====== TEXTE DU DOCUMENT ======

29/04/2025|Zeina Saleh Kayali

Alors que la cantatrice qui a incarné l’âge d’or musical au Liban vient de nous quitter, sa biographie paraît dans la collection Figures Musicales du Liban aux éditions Geuthner. Sylviane Moukheiber fille de Samia Sandri et auteure de l’ouvrage répond aux questions de l’Agenda culturel.


Comment vous est venue l’idée d’écrire la biographie de votre mère ?

J’avais des relations compliquées avec ma mère, mais une grande admiration pour l’artiste, la cantatrice. Lorsque vous m’avez proposé de collaborer à votre collection en écrivant un livre sur elle, j’ai d’abord été surprise. Puis en compulsant ses archives, les dossiers de presse, ses écrits, ses photos, les affiches et programmes de concerts, j’ai pris conscience du travail colossal de défrichage qu’elle avait réalisé et qu’elle avait incarné non seulement une certaine vie musicale libanaise des années 1950-1970 mais également toute une époque. Ces découvertes ont conforté et légitimé le projet d’une biographie.

 

Vous avez donc découvert son parcours qui vous a replongée dans ce qu’il est convenu d’appeler « l’âge d’or » du Liban ?

====== EXTRAITS DES LIGNES ======

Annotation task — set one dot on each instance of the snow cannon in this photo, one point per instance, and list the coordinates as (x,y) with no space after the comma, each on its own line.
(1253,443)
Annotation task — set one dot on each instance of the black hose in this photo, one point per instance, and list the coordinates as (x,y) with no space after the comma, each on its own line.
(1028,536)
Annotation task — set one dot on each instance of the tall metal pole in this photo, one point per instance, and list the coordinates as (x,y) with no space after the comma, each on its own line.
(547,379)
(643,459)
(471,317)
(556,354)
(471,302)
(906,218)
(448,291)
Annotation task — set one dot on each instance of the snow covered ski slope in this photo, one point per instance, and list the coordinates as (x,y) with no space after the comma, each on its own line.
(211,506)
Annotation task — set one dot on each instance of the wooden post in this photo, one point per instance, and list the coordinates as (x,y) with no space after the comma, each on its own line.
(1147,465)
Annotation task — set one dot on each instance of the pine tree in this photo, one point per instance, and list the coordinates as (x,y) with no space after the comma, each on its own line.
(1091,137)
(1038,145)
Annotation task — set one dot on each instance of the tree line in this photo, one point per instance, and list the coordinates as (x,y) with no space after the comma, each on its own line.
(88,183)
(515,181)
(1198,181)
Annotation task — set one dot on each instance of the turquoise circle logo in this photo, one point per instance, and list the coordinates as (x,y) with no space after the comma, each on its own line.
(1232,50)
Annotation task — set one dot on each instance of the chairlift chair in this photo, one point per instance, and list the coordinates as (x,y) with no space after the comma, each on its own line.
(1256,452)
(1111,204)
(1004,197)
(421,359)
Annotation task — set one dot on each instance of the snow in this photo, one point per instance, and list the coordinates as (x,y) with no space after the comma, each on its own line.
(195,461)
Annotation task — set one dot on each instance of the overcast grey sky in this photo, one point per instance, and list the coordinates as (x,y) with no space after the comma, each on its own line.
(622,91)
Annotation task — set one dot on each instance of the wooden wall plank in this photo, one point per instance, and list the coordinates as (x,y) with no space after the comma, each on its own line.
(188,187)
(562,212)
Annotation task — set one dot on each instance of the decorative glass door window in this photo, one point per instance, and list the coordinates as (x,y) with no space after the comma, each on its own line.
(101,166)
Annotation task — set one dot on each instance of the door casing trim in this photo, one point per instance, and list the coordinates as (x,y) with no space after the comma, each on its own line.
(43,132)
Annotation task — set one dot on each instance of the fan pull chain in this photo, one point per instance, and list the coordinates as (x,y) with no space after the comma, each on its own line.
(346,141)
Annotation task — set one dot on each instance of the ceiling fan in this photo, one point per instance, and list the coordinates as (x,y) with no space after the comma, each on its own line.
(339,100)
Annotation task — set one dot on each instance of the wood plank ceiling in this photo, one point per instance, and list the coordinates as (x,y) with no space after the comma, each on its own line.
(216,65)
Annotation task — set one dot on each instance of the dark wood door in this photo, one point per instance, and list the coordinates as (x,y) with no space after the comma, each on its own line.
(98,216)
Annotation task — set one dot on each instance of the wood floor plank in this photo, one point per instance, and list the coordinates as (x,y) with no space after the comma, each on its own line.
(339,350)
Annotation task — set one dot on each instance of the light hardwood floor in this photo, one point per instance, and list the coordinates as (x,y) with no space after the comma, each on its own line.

======

** TRAVAIL À FAIRE **
• 1. Résumez en deux phrases l'entretien sur la biographie de Samia Sandri.
• 2. Poursuivez l'entretien sur la biographie de Samia Sandri à partir de la dernière question posée.
Les lignes n'ont aucun rôle dans ce travail.

** RÉPONSES CI-DESSOUS **
• 1. La biographie de la cantatrice Samia Sandri, qui a incarné l'âge d'or musical au Liban et vient de disparaître, paraît dans la collection Figures Musicales du Liban aux éditions Geuthner, et sa fille Sylviane Moukheiber, qui en est l'auteure, répond aux questions de l'Agenda culturel. Elle explique qu'en compulsant les archives de sa mère, elle a pris conscience de son colossal travail de défrichage et de la manière dont celle-ci a incarné la vie musicale libanaise des années 1950-1970 et toute une époque, ce qui a légitimé le projet.

• 2.
J’étais trop jeune à l’époque et je ne réalisais pas le rôle qui avait été le sien dans ce Liban bouillonnant artistiquement. Mais en découvrant les critiques musicales de la presse de ces années-là, écrites par des plumes aussi exigeantes que celles de Georges Baz ou Marc-Henri Mainguy, j’ai pris conscience que Samia Sandri était un talent exceptionnel et qu’elle avait de très grandes ambitions pour le Liban, comme par exemple de fonder une maison d’opéra. Elle n’a hélas pas été suivie dans ses projets, l’Etat libanais n’ayant pas jugé utile d’investir des fonds pour ce qui était considéré comme un divertissement élitiste.


Qui était vraiment Samia Sandri ?

Une chanteuse lyrique formée par les plus grands professeurs en Italie et en France. Une femme passionnée,persévérante et profondément engagée en faveur de la musique et du Liban. Une femme qui voulait initier ses compatriotes à cet art difficile et exigeant qu’est l’opéra, pas seulement en donnant des récitals elle-même, mais par une action pédagogique intense : des cours, des conférences mais aussi des émissions de radio et de télévision sur l’art lyrique à des heures de grande écoute, ce qui semble impensable aujourd’hui y compris en Occident. Elle a également fait traduire certains grands opéras du répertoire occidental en langue arabe pour pouvoir les mettre à la disposition du plus grand nombre.

Elle était également soucieuse du devenir des chanteurs lyriques libanais ?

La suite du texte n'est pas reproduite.